## Document segment
──────

This transform annotates documents with document "ids". It supports the following transformations of the original data:

 - Adding document hash: this enables the addition of a document hash-based id to the data. The hash is calculated with `hashlib.sha256(doc.encode("utf-8")).hexdigest()`. To enable this annotation, set hash_column to the name of the column, where you want to store it.
 - Adding integer document id: this allows the addition of an integer document id to the data that is unique across all rows in all tables provided to the transform() method. To enable this annotation, set int_id_column to the name of the column, where you want to store it. **This is a pre-requisite for fuzzy dedup** in the pipeline.

In [7]:
# Input for this stage is the output of exact dedeup component
# output of this component makes it possible for fdedup component to run on data.

input_folder = ededup_out
output_folder = doc_id_out

print(input_folder)
print(output_folder)

──────

## Task input

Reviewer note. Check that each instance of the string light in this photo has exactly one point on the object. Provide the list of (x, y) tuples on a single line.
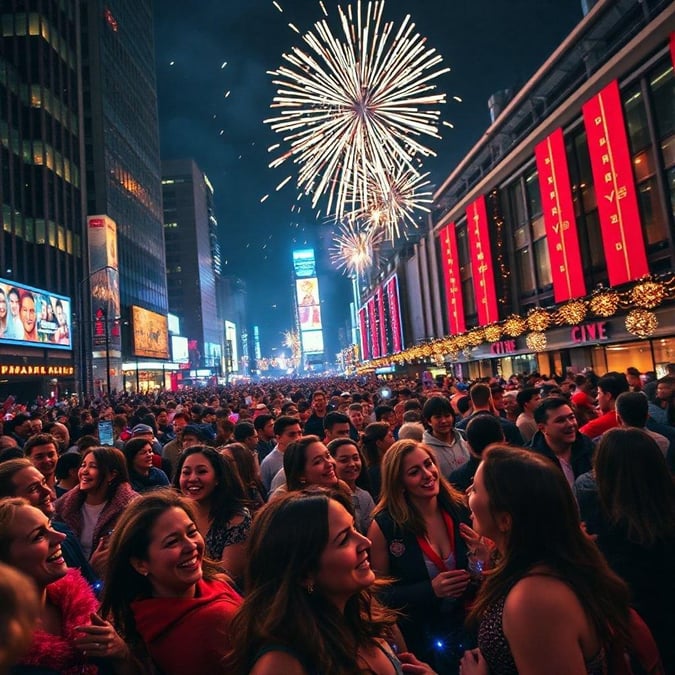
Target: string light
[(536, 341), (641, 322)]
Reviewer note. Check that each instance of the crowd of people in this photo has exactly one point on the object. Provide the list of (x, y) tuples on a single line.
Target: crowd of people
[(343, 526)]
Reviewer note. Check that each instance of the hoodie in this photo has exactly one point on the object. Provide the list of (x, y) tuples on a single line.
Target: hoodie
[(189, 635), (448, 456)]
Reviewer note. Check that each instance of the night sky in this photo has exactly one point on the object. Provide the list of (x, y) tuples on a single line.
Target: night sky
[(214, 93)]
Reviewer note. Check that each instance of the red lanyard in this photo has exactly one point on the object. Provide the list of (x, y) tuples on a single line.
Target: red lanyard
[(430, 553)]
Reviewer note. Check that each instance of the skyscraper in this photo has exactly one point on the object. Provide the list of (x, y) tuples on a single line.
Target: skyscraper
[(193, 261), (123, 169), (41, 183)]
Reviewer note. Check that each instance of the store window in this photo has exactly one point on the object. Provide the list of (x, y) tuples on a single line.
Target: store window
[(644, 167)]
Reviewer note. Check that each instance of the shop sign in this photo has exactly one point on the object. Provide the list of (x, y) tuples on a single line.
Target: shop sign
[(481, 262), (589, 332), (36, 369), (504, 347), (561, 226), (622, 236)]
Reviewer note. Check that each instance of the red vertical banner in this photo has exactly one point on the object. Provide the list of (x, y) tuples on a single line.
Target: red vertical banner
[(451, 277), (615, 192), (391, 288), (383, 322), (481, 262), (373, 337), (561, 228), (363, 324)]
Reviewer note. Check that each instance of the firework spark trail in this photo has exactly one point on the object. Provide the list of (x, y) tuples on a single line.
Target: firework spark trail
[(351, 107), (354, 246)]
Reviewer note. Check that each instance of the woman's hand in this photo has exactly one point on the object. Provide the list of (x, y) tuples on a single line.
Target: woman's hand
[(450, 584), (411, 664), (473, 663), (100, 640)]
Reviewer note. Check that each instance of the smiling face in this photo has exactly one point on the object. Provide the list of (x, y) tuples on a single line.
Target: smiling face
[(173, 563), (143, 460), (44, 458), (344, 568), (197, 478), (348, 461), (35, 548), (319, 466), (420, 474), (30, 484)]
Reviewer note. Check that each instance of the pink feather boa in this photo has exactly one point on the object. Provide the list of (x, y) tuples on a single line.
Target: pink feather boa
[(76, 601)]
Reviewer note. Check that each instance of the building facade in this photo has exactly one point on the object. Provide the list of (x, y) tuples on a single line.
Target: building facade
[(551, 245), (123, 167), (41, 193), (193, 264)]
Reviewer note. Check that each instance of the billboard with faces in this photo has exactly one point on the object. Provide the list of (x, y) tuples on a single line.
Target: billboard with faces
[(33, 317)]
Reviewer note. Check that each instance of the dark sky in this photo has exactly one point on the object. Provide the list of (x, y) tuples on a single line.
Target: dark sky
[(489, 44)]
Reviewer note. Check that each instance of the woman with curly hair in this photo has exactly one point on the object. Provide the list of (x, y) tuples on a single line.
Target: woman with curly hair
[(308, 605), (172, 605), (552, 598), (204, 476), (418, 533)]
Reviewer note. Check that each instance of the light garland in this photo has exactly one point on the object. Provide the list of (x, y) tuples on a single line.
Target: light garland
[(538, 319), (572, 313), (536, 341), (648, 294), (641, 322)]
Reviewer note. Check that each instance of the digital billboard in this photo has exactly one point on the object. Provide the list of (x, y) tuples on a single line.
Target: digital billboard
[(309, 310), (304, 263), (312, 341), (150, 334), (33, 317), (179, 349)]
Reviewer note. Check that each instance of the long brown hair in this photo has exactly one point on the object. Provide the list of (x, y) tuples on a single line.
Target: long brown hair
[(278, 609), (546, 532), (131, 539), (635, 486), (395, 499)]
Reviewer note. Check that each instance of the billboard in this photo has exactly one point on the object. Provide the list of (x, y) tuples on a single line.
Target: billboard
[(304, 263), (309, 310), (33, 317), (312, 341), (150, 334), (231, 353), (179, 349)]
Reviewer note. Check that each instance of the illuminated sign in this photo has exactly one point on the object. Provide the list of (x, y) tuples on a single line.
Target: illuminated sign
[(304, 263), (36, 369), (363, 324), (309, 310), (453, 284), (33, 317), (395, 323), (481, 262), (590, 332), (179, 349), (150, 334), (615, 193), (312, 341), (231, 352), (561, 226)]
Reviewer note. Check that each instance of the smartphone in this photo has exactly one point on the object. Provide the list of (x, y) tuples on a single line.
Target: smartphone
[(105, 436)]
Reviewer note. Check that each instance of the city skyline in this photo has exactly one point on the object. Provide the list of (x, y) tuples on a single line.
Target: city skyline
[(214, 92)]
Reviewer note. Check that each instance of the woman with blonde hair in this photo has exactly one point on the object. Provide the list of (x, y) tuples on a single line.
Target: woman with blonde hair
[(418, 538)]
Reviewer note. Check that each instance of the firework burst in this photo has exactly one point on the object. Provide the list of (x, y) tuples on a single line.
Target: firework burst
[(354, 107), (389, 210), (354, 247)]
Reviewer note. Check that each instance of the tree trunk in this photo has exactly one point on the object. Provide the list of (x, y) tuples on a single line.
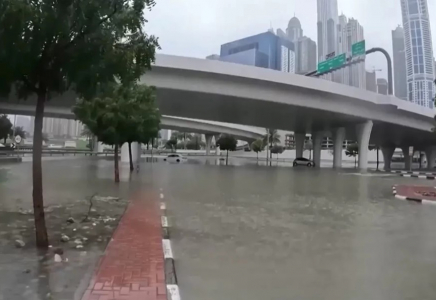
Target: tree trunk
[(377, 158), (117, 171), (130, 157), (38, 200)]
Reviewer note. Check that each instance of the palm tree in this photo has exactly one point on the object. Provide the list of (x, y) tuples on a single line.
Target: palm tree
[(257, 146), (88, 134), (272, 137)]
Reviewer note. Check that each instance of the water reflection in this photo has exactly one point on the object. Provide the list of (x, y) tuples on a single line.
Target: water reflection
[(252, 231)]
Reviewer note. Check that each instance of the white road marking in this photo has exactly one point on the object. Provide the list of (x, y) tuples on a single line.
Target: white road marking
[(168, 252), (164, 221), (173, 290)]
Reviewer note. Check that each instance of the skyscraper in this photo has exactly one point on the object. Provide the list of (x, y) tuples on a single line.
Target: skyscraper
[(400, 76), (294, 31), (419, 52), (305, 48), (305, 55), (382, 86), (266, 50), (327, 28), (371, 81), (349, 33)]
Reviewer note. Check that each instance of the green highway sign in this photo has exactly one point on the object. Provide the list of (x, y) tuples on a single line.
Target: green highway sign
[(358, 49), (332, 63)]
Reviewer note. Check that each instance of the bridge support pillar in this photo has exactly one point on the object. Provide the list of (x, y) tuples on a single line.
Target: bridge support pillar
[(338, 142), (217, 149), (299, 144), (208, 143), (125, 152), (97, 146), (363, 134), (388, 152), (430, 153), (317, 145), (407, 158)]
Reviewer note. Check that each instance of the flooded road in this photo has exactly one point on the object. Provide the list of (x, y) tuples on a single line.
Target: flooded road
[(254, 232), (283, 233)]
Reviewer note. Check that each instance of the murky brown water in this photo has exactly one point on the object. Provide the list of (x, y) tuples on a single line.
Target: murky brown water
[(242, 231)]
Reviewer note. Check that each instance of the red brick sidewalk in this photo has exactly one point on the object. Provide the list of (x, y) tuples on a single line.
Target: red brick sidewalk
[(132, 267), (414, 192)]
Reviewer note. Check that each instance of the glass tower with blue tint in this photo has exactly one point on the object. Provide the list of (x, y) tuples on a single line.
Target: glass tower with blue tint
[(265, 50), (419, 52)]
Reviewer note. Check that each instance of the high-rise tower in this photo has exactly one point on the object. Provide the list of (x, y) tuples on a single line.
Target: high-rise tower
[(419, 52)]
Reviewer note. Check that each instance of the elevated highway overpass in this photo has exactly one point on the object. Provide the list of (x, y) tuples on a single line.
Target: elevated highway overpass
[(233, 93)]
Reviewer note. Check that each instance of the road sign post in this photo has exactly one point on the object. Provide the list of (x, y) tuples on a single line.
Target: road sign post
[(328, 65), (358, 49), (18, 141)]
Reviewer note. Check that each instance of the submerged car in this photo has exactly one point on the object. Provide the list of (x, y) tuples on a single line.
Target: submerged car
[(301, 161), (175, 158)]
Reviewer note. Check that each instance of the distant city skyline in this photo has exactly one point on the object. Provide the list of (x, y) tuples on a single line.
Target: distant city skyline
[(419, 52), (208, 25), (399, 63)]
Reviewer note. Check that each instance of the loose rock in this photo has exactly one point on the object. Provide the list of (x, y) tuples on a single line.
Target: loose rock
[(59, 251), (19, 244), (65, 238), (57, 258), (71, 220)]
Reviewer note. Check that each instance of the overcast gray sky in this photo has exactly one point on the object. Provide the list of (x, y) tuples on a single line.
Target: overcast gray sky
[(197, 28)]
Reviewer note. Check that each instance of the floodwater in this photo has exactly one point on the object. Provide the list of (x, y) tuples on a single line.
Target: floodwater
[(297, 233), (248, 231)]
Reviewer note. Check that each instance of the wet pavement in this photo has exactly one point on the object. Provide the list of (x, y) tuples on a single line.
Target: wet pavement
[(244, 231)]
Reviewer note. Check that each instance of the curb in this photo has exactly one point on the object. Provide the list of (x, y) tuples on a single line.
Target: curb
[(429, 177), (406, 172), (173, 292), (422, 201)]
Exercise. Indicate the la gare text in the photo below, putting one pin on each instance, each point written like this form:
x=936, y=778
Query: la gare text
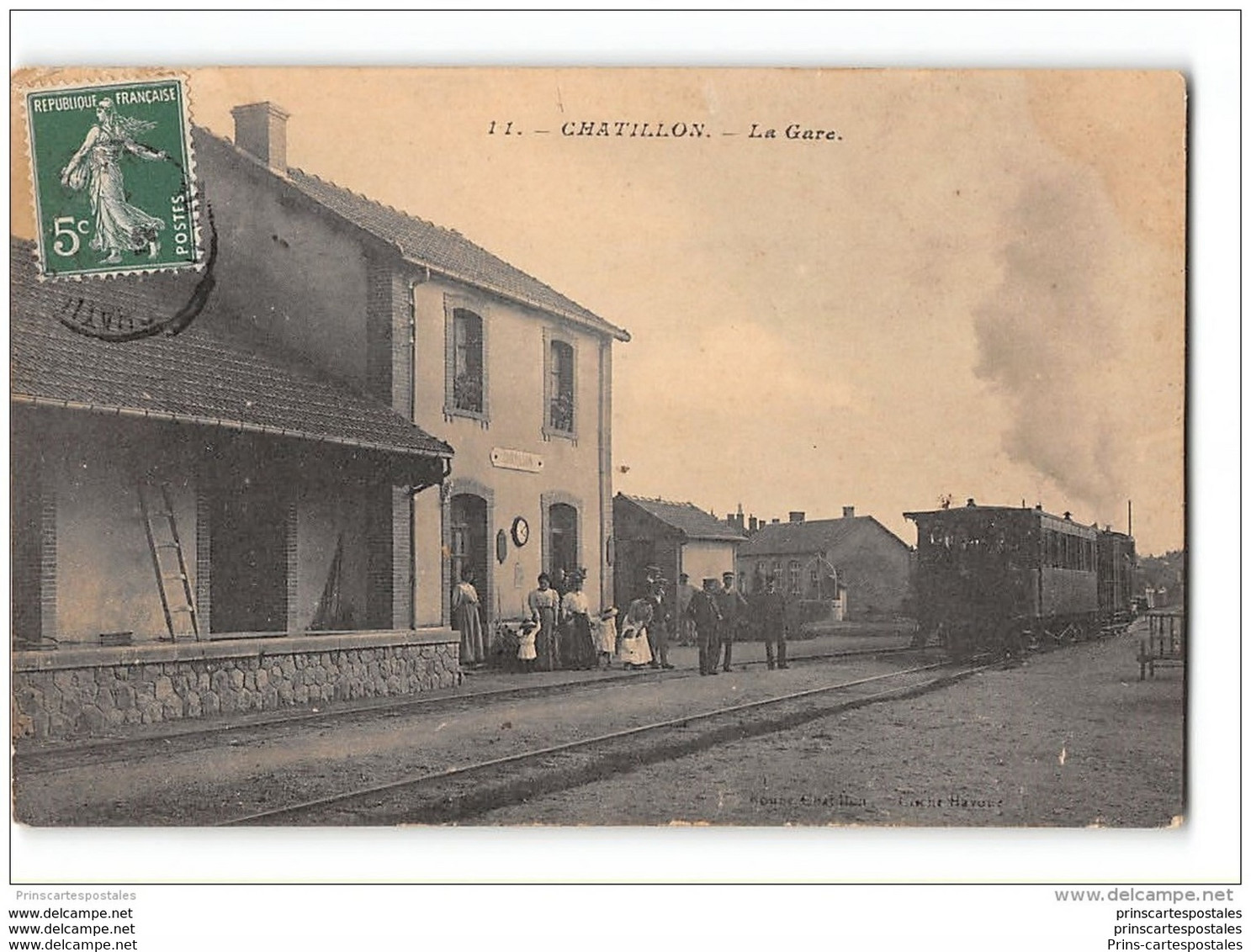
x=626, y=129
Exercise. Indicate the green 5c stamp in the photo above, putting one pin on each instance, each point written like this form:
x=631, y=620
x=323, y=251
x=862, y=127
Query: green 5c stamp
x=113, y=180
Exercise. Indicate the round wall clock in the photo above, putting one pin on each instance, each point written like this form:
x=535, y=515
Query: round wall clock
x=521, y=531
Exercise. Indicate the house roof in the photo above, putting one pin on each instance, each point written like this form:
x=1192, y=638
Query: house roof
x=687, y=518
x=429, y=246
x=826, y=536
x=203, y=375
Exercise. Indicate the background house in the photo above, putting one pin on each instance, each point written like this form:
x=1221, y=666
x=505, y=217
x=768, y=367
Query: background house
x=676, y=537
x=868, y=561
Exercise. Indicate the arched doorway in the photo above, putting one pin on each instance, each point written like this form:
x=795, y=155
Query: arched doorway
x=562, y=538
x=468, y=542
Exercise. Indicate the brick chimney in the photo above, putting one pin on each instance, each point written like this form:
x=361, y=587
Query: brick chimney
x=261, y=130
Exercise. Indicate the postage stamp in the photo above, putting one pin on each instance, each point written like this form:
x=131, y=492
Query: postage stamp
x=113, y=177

──────

## Problem set
1) Could you edit the document id transform text starting with "- Adding document" and going on through "print(input_folder)", changing "annotation" to "feature"?
2) Can you duplicate the records exactly, starting with the line with "Reviewer note. Check that each instance of the distant" and going on through the line with "[(419, 52), (208, 25), (399, 63)]"?
The document id transform text and the records have separate origins.

## Solution list
1)
- Adding document hash: this enables the addition of a document hash-based id to the data. The hash is calculated with `hashlib.sha256(doc.encode("utf-8")).hexdigest()`. To enable this feature, set hash_column to the name of the column, where you want to store it.
 - Adding integer document id: this allows the addition of an integer document id to the data that is unique across all rows in all tables provided to the transform() method. To enable this feature, set int_id_column to the name of the column, where you want to store it. **This is a pre-requisite for fuzzy dedup** in the pipeline.

In [7]:
# Input for this stage is the output of exact dedeup component
# output of this component makes it possible for fdedup component to run on data.

input_folder = ededup_out
output_folder = doc_id_out

print(input_folder)

2)
Reviewer note. Check that each instance of the distant city skyline in this photo has exactly one point on the object. Provide the list of (x, y) tuples on a single line.
Target: distant city skyline
[(419, 52), (208, 25), (399, 63)]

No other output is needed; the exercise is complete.